■ Exercise details ■
Reproduce verbatim the rows from the very first one through the row that contains "[(1000, 466), (1076, 538)]", including both of those rows.

■ Given records ■
---+---

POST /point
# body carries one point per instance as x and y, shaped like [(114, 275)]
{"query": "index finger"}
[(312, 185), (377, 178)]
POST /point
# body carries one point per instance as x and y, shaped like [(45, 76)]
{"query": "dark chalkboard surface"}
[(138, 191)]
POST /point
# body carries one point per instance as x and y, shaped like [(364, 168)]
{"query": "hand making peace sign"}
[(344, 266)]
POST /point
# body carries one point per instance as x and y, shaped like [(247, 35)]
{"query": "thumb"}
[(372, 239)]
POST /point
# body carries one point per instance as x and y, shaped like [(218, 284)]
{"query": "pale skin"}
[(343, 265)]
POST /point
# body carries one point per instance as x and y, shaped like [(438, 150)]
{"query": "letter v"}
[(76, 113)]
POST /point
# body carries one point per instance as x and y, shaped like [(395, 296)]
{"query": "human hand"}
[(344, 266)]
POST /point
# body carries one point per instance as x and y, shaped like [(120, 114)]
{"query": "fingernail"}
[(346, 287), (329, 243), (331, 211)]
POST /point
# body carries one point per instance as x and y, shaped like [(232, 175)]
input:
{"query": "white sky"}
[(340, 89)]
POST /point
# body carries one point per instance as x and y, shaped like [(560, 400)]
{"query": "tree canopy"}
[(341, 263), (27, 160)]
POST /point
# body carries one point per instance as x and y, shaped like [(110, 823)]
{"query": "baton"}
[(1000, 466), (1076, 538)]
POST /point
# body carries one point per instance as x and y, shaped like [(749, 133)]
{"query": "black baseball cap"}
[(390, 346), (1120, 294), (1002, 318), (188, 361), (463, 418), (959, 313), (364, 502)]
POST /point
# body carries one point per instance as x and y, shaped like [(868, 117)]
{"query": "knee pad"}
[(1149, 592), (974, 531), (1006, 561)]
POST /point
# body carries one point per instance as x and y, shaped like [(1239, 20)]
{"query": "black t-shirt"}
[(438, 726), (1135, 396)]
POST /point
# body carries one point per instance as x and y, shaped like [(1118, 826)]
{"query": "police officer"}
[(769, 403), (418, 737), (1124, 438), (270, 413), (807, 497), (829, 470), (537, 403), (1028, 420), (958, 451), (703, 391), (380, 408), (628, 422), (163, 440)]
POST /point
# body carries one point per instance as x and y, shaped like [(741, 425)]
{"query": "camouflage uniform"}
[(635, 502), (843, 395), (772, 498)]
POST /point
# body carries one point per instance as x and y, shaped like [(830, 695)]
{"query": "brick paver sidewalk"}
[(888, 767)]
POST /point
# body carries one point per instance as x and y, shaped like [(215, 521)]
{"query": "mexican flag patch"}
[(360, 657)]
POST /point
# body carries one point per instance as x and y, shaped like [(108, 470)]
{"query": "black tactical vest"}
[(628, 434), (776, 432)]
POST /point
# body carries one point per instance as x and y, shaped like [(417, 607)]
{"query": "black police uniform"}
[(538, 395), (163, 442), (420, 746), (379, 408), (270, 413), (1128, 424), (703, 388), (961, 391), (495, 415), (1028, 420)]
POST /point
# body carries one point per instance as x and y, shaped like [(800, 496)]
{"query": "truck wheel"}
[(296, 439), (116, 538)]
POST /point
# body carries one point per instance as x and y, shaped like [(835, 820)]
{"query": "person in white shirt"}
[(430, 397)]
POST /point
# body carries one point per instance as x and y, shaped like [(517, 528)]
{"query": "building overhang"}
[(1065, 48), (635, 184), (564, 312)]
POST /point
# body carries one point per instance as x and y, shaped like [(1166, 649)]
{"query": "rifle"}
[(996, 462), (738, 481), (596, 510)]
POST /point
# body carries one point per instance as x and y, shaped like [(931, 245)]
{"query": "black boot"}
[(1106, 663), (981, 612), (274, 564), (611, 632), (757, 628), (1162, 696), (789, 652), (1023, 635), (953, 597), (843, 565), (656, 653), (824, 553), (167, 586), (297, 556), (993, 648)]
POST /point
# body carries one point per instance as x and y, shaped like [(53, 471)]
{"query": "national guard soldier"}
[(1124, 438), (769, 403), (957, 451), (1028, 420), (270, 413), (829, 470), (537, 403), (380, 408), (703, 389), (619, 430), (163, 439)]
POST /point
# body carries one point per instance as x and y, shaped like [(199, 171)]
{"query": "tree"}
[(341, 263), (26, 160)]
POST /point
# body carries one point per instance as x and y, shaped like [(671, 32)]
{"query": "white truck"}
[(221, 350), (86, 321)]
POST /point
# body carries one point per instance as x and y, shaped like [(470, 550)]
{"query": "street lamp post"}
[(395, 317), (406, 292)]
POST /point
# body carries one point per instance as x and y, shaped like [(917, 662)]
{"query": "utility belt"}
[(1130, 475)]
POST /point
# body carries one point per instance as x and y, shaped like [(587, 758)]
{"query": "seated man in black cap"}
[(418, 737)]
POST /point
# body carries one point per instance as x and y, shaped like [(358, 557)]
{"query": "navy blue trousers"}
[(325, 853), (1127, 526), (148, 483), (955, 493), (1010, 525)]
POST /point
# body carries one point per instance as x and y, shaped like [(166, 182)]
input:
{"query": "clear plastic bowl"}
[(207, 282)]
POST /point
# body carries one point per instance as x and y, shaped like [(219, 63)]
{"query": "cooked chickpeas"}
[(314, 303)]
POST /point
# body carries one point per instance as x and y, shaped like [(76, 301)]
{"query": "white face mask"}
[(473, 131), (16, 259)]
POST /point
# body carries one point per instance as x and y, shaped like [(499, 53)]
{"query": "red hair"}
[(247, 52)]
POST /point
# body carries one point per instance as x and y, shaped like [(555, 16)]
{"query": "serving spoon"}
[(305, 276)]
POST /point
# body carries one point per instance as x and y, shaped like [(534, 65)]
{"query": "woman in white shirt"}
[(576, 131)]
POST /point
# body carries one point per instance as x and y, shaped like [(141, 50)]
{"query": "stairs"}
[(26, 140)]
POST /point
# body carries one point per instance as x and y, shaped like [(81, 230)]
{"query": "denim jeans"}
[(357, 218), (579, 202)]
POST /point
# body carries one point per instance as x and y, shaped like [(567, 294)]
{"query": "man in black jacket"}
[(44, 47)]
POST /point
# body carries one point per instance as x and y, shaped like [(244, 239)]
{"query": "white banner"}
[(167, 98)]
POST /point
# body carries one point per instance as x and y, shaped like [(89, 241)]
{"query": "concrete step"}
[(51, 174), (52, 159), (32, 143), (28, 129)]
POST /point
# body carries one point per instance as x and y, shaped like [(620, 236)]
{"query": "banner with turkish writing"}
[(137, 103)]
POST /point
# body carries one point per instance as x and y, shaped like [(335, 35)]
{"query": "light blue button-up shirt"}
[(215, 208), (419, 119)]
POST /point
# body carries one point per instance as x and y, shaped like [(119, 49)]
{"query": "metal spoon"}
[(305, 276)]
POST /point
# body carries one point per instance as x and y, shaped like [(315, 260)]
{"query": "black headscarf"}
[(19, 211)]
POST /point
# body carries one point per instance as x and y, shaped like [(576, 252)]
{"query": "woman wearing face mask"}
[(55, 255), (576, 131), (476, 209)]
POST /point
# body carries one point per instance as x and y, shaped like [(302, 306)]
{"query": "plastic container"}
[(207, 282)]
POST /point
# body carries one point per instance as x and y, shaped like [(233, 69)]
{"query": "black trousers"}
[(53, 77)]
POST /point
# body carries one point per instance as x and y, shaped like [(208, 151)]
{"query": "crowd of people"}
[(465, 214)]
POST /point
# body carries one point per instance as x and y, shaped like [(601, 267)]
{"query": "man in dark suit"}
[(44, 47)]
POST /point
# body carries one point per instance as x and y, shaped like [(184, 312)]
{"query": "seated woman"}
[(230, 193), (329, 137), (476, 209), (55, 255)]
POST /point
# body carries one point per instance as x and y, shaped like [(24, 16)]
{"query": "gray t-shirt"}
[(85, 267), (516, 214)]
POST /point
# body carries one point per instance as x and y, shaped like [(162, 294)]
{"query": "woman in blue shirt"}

---+---

■ Answer for this exercise ■
POST /point
# body carries one point per instance as x and y, shaped like [(114, 275)]
{"query": "index finger"}
[(312, 185), (377, 178)]
POST /point
# body carries one point per instance as x and y, shaped like [(45, 76)]
{"query": "dark chalkboard surface"}
[(138, 191)]
POST /point
# body carries one point per instance as x and y, shaped like [(364, 168)]
{"query": "hand making peace sign"}
[(344, 266)]
POST /point
# body carries one point per instance as x and y, shaped like [(247, 35)]
{"query": "thumb"}
[(372, 239)]
POST /point
# body carries one point per instance as x and y, shaped like [(218, 284)]
{"query": "pale skin"}
[(343, 265)]
POST /point
# body carries one point per instance as x and y, shaped like [(438, 150)]
{"query": "letter v"}
[(76, 113)]
POST /point
# body carries one point per instance as x and y, shaped like [(395, 296)]
{"query": "human hand"}
[(344, 266)]
POST /point
# body carries one point per instance as x and y, shaped like [(120, 114)]
{"query": "fingernail"}
[(346, 287), (329, 243), (331, 211)]
POST /point
# body carries one point per instance as x and y, shaped like [(232, 175)]
input:
{"query": "white sky"}
[(340, 89)]
POST /point
# body carries one point per instance as x and y, shaped like [(560, 400)]
{"query": "tree canopy"}
[(341, 263), (27, 160)]
POST /point
# body carries one point per instance as x and y, shaped like [(110, 823)]
{"query": "baton"}
[(1000, 466), (1076, 538)]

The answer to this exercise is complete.